» Your instructions
Looking at the listing below, retype exactly the lines starting at the one containing "Target: person in dark jacket" and ending at the one containing "Target: arched window", both included, and nothing else.

» Available data
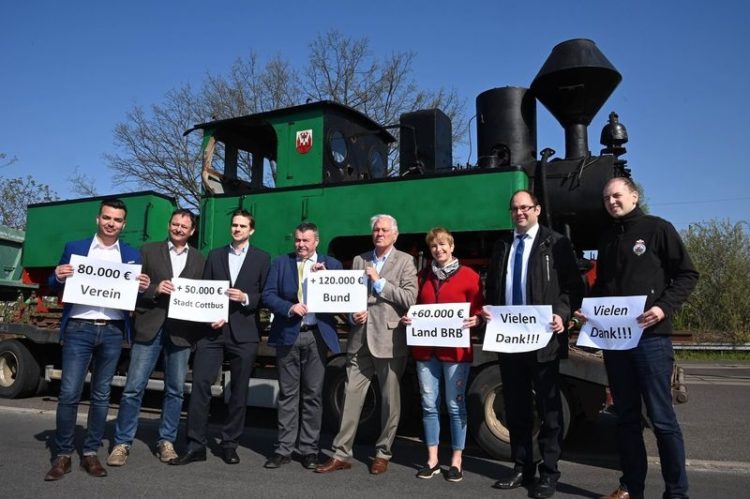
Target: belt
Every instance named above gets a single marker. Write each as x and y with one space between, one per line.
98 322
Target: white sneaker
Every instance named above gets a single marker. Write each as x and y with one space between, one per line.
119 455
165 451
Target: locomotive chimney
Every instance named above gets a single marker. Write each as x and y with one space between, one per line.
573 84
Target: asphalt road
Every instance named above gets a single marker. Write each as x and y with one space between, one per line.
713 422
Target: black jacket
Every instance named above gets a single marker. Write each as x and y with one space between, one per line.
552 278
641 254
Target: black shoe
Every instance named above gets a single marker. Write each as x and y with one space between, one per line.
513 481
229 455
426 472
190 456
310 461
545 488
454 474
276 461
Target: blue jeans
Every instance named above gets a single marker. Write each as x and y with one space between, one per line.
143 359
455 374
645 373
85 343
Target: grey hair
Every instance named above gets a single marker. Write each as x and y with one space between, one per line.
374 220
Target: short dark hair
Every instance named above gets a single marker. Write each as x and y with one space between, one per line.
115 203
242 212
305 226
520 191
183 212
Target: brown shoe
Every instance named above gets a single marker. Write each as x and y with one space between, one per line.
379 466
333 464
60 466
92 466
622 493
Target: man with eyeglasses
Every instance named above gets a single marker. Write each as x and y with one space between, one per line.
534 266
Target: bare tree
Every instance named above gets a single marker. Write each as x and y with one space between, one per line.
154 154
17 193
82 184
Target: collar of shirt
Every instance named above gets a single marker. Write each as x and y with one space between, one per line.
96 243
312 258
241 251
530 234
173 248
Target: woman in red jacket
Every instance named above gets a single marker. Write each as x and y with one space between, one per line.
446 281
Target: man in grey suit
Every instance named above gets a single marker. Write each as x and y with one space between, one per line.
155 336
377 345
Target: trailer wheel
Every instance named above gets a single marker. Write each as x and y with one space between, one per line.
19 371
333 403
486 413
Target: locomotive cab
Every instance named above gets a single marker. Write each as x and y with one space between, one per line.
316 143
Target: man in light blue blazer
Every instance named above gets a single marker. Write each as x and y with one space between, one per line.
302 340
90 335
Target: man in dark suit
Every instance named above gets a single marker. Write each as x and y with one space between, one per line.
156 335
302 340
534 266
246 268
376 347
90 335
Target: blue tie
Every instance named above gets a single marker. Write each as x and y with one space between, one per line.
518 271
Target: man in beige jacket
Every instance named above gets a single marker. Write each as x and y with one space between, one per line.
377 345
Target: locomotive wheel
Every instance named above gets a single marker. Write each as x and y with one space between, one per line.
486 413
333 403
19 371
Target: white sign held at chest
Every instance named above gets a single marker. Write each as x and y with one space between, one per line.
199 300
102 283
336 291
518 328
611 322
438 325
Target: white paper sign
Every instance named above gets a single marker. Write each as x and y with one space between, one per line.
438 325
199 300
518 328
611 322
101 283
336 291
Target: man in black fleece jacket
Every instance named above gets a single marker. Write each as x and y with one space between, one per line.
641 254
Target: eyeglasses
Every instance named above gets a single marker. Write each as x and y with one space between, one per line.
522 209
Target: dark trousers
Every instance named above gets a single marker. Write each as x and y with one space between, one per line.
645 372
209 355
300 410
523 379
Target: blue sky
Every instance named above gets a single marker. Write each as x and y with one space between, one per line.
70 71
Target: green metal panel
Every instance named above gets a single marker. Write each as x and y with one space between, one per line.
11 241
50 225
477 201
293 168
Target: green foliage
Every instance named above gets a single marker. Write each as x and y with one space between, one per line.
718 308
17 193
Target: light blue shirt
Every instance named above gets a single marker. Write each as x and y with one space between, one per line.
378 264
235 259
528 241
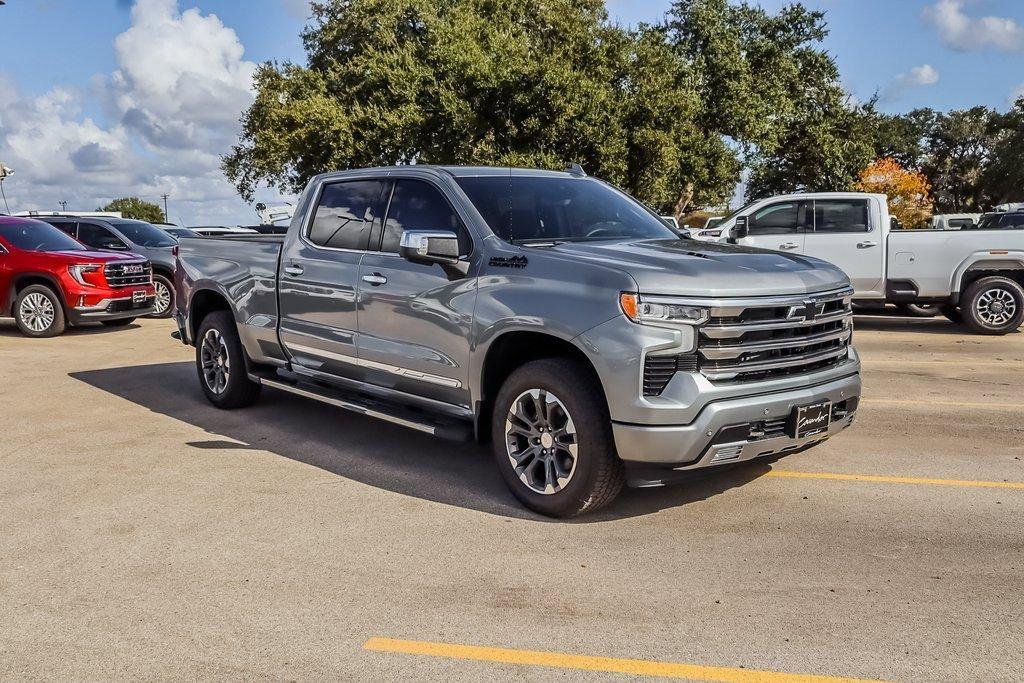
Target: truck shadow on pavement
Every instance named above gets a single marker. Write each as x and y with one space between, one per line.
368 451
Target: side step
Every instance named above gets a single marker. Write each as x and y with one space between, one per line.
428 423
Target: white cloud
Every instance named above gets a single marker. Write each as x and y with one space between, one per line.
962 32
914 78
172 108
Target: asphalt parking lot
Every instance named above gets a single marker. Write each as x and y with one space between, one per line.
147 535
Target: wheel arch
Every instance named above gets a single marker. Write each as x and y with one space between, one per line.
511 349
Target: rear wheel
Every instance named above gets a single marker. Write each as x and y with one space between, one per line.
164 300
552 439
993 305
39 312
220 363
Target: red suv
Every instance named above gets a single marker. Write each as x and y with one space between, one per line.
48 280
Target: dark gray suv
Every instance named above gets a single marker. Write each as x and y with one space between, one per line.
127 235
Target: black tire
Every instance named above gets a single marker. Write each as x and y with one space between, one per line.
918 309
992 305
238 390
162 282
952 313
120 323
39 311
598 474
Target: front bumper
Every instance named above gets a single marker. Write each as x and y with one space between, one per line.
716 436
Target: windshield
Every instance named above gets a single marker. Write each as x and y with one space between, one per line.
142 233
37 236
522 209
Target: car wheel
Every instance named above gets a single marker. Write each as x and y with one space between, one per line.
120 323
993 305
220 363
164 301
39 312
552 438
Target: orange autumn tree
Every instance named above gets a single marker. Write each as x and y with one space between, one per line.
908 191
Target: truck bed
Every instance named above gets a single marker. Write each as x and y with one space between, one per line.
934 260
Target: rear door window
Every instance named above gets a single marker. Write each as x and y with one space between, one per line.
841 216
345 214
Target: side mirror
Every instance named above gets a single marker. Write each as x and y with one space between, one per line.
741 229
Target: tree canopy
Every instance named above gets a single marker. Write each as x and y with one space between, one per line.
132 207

---

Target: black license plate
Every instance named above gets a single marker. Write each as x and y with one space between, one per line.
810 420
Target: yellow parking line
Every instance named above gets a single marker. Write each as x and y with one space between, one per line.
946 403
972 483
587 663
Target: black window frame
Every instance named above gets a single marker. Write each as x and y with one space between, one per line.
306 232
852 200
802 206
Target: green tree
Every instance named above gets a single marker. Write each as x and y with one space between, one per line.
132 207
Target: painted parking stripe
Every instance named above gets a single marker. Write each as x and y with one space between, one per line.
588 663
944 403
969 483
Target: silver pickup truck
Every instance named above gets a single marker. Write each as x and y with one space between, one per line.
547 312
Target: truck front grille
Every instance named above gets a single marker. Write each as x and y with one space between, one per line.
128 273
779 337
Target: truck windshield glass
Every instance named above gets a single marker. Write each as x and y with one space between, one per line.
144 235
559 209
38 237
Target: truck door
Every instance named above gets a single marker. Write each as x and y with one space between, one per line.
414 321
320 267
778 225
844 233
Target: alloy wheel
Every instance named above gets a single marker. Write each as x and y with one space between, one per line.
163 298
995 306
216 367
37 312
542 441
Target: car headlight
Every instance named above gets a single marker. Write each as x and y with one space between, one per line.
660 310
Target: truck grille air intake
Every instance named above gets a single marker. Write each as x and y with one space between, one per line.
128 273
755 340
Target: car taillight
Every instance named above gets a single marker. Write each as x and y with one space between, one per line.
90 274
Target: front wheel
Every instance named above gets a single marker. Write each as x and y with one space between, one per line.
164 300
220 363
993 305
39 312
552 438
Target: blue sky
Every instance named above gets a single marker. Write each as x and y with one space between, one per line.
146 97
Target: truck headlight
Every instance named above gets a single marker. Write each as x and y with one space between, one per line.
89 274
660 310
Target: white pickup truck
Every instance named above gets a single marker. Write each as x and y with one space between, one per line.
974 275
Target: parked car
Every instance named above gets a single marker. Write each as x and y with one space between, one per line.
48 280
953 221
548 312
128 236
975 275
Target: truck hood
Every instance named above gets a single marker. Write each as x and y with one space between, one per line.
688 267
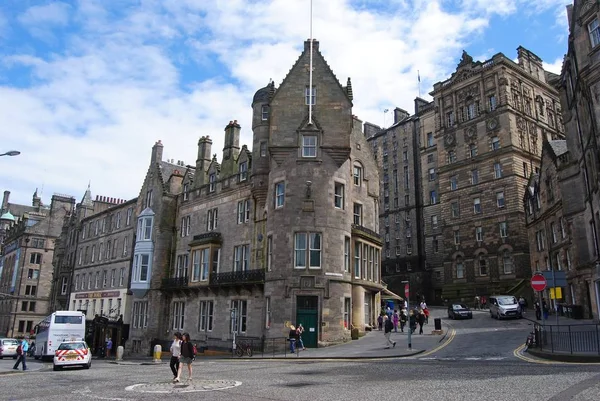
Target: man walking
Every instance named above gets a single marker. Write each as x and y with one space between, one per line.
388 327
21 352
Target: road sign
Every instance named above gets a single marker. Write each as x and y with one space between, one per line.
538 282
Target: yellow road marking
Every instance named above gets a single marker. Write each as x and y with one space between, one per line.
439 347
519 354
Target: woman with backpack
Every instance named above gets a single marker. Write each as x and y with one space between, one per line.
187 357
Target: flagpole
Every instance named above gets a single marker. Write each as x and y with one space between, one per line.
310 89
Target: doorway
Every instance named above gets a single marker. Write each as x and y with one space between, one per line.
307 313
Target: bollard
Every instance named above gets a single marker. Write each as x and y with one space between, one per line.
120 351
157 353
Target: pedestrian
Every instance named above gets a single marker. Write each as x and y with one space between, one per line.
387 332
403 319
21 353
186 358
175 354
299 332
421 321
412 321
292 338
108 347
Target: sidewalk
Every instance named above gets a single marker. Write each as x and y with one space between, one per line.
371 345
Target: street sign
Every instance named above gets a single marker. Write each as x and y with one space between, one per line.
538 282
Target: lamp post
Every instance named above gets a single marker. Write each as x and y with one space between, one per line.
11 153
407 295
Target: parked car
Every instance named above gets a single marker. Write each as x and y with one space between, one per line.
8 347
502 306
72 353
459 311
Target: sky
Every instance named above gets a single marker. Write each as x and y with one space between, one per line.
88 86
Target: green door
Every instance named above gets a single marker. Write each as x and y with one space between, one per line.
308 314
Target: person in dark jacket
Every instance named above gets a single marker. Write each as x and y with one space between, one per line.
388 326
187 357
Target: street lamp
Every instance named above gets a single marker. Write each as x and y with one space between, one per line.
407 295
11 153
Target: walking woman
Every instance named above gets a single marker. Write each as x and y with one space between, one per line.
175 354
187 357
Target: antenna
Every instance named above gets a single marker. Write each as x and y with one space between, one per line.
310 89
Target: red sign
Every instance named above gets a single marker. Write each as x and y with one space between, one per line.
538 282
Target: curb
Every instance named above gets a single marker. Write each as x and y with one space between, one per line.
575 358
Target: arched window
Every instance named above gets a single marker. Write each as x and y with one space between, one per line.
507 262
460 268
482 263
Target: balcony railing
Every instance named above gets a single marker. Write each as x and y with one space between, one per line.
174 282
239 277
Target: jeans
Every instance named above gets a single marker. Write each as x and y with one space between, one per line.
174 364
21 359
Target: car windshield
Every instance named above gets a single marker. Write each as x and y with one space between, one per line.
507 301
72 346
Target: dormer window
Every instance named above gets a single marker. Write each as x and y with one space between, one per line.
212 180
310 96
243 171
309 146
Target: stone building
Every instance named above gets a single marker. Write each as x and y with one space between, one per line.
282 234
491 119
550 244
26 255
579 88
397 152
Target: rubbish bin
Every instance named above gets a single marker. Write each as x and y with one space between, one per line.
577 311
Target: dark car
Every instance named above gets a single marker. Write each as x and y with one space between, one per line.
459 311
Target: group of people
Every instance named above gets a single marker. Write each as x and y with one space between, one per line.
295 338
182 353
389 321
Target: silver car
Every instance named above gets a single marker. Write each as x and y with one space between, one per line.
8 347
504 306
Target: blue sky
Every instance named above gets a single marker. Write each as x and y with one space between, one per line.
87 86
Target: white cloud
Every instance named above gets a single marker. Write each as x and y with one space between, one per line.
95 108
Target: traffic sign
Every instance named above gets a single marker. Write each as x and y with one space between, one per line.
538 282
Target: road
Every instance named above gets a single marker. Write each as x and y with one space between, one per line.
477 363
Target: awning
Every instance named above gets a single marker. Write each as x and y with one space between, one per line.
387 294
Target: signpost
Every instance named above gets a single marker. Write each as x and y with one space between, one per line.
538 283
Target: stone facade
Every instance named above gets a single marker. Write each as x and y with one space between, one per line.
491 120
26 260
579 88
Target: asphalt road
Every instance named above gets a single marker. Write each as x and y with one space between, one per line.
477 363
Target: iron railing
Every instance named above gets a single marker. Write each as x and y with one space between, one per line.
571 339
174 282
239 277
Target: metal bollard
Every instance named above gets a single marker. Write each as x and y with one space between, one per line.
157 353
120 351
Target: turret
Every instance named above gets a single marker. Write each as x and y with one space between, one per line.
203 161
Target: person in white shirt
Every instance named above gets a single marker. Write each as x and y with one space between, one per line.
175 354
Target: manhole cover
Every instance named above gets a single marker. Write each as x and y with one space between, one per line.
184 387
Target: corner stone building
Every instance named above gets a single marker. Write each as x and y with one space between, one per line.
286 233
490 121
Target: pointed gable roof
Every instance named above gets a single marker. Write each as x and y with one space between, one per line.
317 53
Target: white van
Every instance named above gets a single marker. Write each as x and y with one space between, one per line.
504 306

* * *

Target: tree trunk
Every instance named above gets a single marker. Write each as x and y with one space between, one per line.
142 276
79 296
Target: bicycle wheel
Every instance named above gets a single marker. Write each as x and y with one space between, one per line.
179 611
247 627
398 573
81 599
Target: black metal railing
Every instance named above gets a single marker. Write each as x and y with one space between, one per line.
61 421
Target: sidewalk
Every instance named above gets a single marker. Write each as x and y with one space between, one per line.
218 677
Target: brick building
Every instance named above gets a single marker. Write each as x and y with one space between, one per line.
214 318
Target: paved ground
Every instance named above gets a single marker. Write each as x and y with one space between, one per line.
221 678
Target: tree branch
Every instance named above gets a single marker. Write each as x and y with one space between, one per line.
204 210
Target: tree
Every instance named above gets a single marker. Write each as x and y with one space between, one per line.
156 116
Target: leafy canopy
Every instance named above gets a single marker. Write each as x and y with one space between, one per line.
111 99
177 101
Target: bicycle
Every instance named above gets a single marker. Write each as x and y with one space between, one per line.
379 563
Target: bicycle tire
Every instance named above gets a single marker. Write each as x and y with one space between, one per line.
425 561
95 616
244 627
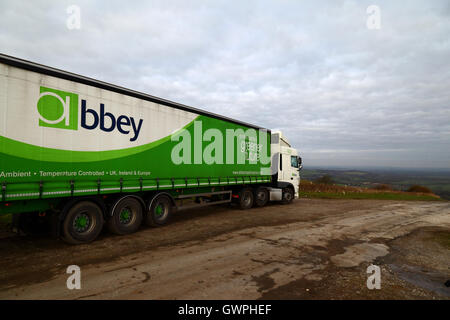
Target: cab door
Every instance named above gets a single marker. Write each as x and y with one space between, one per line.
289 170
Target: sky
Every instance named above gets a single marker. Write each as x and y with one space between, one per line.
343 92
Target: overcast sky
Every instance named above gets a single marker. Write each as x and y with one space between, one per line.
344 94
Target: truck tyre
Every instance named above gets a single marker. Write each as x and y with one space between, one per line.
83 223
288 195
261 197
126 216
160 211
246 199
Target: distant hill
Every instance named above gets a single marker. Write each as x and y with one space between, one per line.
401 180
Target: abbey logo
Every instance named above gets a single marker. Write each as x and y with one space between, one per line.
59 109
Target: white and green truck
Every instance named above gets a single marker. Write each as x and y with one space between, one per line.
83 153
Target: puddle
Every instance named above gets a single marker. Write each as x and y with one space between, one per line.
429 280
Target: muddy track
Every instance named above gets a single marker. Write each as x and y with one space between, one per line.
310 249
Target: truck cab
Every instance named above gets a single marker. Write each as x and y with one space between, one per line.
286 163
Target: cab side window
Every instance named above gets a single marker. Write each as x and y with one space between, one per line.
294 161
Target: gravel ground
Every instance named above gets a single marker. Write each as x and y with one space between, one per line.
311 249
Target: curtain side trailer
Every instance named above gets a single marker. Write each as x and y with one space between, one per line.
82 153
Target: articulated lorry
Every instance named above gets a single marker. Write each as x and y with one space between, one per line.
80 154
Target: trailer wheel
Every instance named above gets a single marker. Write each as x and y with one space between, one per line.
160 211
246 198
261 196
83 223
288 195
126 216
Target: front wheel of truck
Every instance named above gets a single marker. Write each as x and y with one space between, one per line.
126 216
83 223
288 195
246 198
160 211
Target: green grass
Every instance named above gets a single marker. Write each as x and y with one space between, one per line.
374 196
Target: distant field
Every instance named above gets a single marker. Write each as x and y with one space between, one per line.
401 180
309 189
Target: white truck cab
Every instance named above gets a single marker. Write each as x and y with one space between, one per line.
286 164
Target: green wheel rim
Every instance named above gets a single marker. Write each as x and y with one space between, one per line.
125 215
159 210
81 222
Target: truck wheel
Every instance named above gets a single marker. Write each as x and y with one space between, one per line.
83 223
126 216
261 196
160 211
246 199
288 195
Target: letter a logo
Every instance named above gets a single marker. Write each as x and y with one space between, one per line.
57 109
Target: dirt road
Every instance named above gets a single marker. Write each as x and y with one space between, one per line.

» Response box
Target: person in dark jacket
Every instance named above gets a single marker. Write each as x and y with one space between, one per line.
388 326
187 357
Target: street lamp
Every instance named above gets a single marker. Write each as x and y with one space between, one per line.
407 295
11 153
Target: walking woman
Every instance named above gets a single marker. Write each as x and y with one space between, one per line.
175 354
187 357
Target: antenna
Every instance named above gets a single marker. Write each as x and y with one space between, one per line.
310 89
Target: red sign
Every instance named above gets a single marker. Write each as x and y with one space between, one per line.
538 282
Target: curb
Every instance named above gets a single marker. Write each as x and y with one space between, one per line.
575 358
Target: arched window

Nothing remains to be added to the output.